▼▼▼

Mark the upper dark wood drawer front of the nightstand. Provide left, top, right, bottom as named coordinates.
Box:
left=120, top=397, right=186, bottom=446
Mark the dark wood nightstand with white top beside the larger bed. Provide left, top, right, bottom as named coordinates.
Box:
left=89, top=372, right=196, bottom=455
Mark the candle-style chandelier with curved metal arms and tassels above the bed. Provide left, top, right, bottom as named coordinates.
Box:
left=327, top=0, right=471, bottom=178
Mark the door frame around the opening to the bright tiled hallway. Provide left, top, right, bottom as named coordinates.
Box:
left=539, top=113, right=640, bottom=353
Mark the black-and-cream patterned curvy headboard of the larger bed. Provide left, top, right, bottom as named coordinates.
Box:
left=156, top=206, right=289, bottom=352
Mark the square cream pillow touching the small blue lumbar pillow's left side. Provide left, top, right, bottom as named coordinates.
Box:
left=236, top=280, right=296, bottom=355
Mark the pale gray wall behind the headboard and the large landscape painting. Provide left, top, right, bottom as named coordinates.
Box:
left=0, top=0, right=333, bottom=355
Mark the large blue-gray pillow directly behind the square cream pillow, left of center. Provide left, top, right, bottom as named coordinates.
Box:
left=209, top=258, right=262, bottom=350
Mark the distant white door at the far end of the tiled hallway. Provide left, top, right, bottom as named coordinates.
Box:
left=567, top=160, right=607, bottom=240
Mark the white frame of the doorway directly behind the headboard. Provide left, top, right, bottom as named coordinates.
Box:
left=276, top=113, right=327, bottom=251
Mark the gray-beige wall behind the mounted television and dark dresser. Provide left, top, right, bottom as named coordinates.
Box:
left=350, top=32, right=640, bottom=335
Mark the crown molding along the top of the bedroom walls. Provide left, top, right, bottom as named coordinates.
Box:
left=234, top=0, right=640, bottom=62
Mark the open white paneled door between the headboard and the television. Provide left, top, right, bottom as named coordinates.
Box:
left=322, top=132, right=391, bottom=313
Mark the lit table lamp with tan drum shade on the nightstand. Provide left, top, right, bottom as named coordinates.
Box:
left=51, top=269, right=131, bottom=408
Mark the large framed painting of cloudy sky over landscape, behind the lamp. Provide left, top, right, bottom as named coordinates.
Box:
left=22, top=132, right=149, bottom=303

▲▲▲
▼▼▼

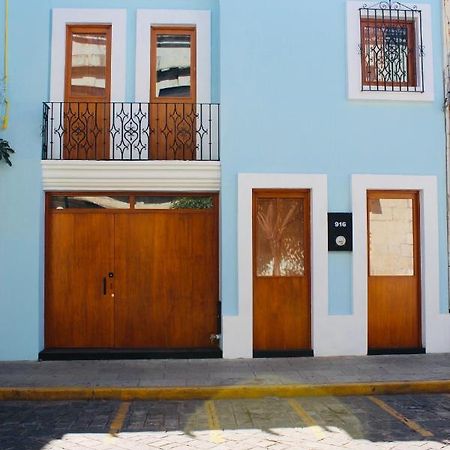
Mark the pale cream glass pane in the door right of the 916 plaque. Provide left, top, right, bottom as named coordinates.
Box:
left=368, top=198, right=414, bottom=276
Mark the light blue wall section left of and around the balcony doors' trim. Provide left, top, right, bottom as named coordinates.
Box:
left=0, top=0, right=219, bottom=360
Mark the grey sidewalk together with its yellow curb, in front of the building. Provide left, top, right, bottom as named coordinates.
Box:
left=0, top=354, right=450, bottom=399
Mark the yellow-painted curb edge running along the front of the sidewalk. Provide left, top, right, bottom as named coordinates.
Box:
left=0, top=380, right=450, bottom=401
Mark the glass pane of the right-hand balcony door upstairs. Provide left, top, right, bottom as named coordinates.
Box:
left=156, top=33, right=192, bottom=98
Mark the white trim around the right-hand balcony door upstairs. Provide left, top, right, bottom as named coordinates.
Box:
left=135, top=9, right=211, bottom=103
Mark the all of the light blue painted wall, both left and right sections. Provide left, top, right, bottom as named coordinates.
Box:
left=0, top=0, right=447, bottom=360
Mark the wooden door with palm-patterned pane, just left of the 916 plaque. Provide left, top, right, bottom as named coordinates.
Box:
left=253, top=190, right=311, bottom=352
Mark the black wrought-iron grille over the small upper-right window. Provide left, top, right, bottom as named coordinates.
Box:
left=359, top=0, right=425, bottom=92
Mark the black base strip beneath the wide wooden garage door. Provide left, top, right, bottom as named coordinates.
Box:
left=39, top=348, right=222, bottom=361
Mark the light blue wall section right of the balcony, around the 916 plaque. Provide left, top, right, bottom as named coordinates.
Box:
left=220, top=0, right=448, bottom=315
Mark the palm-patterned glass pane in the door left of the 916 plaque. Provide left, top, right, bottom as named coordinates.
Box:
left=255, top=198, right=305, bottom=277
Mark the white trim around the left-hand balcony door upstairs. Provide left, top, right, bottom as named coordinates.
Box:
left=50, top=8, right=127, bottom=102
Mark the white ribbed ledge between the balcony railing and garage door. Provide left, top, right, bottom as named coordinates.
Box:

▲▲▲

__Problem statement__
An exact copy of the lines above between the line holding "Mark the pale gray" and the line holding "Mark the gray-beige", inclusive, is the whole answer.

__Exercise output__
Mark the pale gray wall behind the headboard and the large landscape painting. Provide left, top, right, bottom as named coordinates.
Box:
left=0, top=0, right=333, bottom=355
Mark the large blue-gray pillow directly behind the square cream pillow, left of center. Provide left, top, right, bottom as named coordinates.
Box:
left=209, top=258, right=262, bottom=350
Mark the distant white door at the far end of the tiled hallway. Provide left, top, right, bottom as named coordinates.
Box:
left=567, top=160, right=607, bottom=240
Mark the white frame of the doorway directly behind the headboard. Provide left, top, right, bottom as named coordinates.
Box:
left=276, top=113, right=327, bottom=251
Mark the gray-beige wall behind the mounted television and dark dresser. Provide left, top, right, bottom as named coordinates.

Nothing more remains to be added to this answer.